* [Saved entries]
>>>>>

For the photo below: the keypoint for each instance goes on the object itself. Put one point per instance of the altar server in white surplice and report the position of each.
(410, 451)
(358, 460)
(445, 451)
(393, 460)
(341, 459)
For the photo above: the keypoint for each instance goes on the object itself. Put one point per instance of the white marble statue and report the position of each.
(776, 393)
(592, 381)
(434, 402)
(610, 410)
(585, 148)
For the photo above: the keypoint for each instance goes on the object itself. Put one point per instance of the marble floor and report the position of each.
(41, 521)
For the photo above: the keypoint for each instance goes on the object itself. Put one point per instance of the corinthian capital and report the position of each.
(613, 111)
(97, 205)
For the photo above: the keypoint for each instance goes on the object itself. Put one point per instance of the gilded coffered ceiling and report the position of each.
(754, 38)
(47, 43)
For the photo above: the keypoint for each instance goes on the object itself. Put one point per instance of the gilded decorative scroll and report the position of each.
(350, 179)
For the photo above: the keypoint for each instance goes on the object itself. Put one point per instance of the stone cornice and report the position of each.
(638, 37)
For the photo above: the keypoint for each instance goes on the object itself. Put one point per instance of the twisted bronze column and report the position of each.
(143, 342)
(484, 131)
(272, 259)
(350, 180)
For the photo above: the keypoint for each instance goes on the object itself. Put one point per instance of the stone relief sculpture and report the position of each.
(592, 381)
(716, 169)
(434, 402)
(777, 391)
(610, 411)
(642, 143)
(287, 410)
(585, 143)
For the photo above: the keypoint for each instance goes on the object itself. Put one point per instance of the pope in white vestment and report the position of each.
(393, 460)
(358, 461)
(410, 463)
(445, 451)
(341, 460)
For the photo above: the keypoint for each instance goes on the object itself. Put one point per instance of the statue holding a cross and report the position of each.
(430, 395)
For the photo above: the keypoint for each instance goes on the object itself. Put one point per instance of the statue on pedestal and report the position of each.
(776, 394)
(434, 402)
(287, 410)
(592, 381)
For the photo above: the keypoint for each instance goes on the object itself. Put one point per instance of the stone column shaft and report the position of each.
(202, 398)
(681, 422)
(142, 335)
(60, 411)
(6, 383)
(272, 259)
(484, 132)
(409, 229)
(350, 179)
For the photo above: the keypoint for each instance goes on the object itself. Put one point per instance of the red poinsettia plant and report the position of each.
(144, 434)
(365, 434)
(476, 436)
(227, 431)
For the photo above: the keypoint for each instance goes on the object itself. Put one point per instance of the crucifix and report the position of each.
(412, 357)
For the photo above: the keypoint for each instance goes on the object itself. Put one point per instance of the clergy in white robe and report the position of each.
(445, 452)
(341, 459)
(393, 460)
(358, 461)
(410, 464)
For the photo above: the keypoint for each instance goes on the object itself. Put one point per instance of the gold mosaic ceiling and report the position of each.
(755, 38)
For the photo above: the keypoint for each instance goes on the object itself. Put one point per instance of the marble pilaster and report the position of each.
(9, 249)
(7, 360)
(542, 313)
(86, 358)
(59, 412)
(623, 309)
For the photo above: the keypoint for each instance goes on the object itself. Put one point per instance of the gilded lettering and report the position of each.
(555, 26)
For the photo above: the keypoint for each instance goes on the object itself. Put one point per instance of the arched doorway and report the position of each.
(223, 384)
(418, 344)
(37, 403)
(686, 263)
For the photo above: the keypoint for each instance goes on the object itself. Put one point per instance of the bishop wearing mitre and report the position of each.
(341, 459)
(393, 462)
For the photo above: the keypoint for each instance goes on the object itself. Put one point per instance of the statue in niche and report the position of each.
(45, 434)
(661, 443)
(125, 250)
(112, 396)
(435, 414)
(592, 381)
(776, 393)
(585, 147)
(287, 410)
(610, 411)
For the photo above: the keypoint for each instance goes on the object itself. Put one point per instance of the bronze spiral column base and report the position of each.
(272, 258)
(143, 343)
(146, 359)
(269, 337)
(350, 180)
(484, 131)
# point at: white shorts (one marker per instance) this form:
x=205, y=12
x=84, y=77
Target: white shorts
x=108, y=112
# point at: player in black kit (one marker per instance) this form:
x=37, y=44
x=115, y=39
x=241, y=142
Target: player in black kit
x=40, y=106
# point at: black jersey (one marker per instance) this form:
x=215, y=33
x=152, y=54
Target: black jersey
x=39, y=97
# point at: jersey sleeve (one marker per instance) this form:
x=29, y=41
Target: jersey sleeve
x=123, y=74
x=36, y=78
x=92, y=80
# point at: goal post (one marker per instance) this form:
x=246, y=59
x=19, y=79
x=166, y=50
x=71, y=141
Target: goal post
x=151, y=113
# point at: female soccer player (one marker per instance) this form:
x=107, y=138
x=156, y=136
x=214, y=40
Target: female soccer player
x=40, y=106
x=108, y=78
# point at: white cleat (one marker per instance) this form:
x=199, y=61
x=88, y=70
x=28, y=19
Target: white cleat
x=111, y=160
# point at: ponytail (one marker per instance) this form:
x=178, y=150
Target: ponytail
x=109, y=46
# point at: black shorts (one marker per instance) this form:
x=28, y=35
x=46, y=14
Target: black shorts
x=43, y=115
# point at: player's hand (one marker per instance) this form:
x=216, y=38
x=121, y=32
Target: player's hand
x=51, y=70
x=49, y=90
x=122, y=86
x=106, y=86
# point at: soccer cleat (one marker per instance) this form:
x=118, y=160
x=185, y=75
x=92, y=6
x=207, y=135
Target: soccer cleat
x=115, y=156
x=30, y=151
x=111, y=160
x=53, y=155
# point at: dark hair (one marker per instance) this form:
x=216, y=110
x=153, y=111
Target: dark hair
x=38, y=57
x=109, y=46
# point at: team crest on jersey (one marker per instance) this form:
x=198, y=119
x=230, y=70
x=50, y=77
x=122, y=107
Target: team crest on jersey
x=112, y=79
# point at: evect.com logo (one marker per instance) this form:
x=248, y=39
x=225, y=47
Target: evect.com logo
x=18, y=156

<<<<<

Having read the records above, print them out again exactly.

* [Solution below]
For the photo below: the keypoint for each instance goes on the object itself. Put one point per instance of the altar server in white surplice and report the position of each.
(410, 451)
(358, 460)
(445, 451)
(393, 460)
(341, 459)
For the photo above: the keypoint for each instance goes on the object itself. Put one point per instance of the white marble statue and report the position of each.
(776, 393)
(592, 381)
(434, 402)
(610, 410)
(585, 148)
For the photo above: the keypoint for each instance goes on the object itself. Put one point per instance of the marble floor and report the position of each.
(41, 521)
For the photo above: the keypoint for each instance goes on the object itself. Put one point per instance of the corinthian capital and report the position of each.
(613, 111)
(97, 205)
For the photo above: the keypoint for each instance goes on the object itself. Put one point per instance of the gilded coffered ceiling and report the position of each.
(754, 38)
(47, 43)
For the photo above: the keypoint for each instance goes on the object itself. Put one point per instance of the gilded decorative scroll and report the position of each.
(350, 179)
For the photo above: the keypoint for each instance goes on the object itself. Put one point per instance of the stone cornice and report the position of each.
(638, 37)
For the photo above: the keypoint for each instance goes on the object itself. Put one point per instance of the twisted bronze column and report the position of each.
(143, 342)
(484, 131)
(272, 259)
(350, 180)
For the photo above: the keypoint for each instance goes on the object itself. Put one point per instance of the stone relief sculpture and report the position of each.
(592, 381)
(716, 169)
(434, 402)
(777, 391)
(610, 411)
(642, 143)
(287, 410)
(585, 143)
For the photo above: the keypoint for each instance goes on the object itself. Put one point per instance of the pope in white vestment and report the position of each.
(393, 460)
(358, 461)
(410, 463)
(445, 451)
(341, 460)
For the photo above: the keypoint for each instance goes on the object itself. Put one point per instance of the statue holding a cross and report the position of each.
(430, 395)
For the photo above: the keypoint for each instance goes on the object itself. Put one point per instance of the statue on pedestal and report the position of each.
(776, 394)
(434, 402)
(287, 410)
(592, 381)
For the photo above: the keypoint for each instance goes on the object itself. Put one point per instance of the stone column shaft and report the position of each.
(202, 398)
(681, 422)
(142, 335)
(60, 411)
(6, 383)
(272, 259)
(484, 132)
(409, 229)
(350, 179)
For the photo above: the keypoint for each instance goes on the object itself. Put one point per instance of the red poinsettia plant and report the position of each.
(144, 434)
(365, 434)
(476, 436)
(227, 431)
For the photo above: the keypoint for each instance goes on the object itself. Put one point per instance of the crucifix and report the position of each.
(412, 357)
For the photo above: the keypoint for each instance goes on the object itself. Put one point per instance of the clergy in white robe and report the position of each.
(445, 452)
(341, 459)
(393, 460)
(358, 461)
(410, 464)
For the photo above: the keypoint for each instance goes on the object itself. Put one point per instance of the gold mosaic ceiling and report the position of each.
(755, 38)
For the photo above: the keypoint for each instance goes on the object itself. Put one point per instance of the marble pilaster and report the position of each.
(9, 249)
(7, 360)
(542, 313)
(86, 358)
(59, 412)
(623, 309)
For the photo above: the keypoint for each instance goes on the object itself. Put one point per instance of the gilded lettering and report the position of each.
(555, 26)
For the photo above: the keypoint for each instance goes on the object itself. Put one point per instance of the arched doorway and report the position of each.
(223, 384)
(418, 344)
(37, 403)
(686, 263)
For the photo above: the keypoint for each instance goes on the object itself. Put one point per instance of the bishop wearing mitre and report the position of each.
(341, 459)
(393, 462)
For the photo above: the keypoint for each instance goes on the object itself. Put one point per instance of the statue in niche and report the position of each.
(45, 434)
(661, 443)
(125, 250)
(112, 396)
(435, 414)
(592, 381)
(776, 393)
(585, 147)
(287, 410)
(610, 411)
For the photo above: the keypoint for each instance goes on the object itself. Put one point per instance of the bronze spiral column base and report the position of each.
(272, 258)
(143, 343)
(146, 359)
(269, 337)
(350, 180)
(484, 131)
# point at: white shorts (one marker per instance) this form:
x=205, y=12
x=84, y=77
Target: white shorts
x=108, y=112
# point at: player in black kit (one marker per instance) this form:
x=37, y=44
x=115, y=39
x=241, y=142
Target: player in black kit
x=40, y=106
# point at: black jersey (one marker per instance) this form:
x=215, y=33
x=152, y=54
Target: black jersey
x=39, y=97
# point at: jersey sleeve (one marker per instance) this form:
x=29, y=41
Target: jersey sleeve
x=123, y=74
x=36, y=78
x=92, y=80
# point at: goal post (one marker per instance) this form:
x=246, y=59
x=19, y=79
x=166, y=50
x=71, y=141
Target: goal post
x=151, y=113
# point at: female soccer player (one marker per instance) this form:
x=107, y=138
x=156, y=136
x=214, y=40
Target: female soccer player
x=40, y=106
x=108, y=78
# point at: white cleat (one marker per instance) this form:
x=199, y=61
x=88, y=70
x=28, y=19
Target: white cleat
x=111, y=160
# point at: ponytail (one marker per instance) this form:
x=178, y=150
Target: ponytail
x=109, y=46
# point at: black shorts (one marker per instance) this form:
x=28, y=35
x=46, y=14
Target: black shorts
x=43, y=115
# point at: player's hand (one marker per instance) this form:
x=216, y=38
x=121, y=32
Target: player's hand
x=51, y=70
x=49, y=90
x=122, y=86
x=106, y=86
# point at: soccer cleat (one marker per instance) this form:
x=118, y=160
x=185, y=75
x=92, y=6
x=207, y=135
Target: soccer cleat
x=115, y=156
x=30, y=151
x=111, y=160
x=53, y=155
# point at: dark hair (one marker per instance) this form:
x=216, y=110
x=153, y=111
Target: dark hair
x=38, y=57
x=109, y=46
# point at: team crest on jersey (one marker per instance) this form:
x=198, y=119
x=230, y=70
x=50, y=77
x=122, y=107
Target: team crest on jersey
x=112, y=79
# point at: evect.com logo (one marker per instance) this form:
x=248, y=39
x=225, y=47
Target: evect.com logo
x=18, y=156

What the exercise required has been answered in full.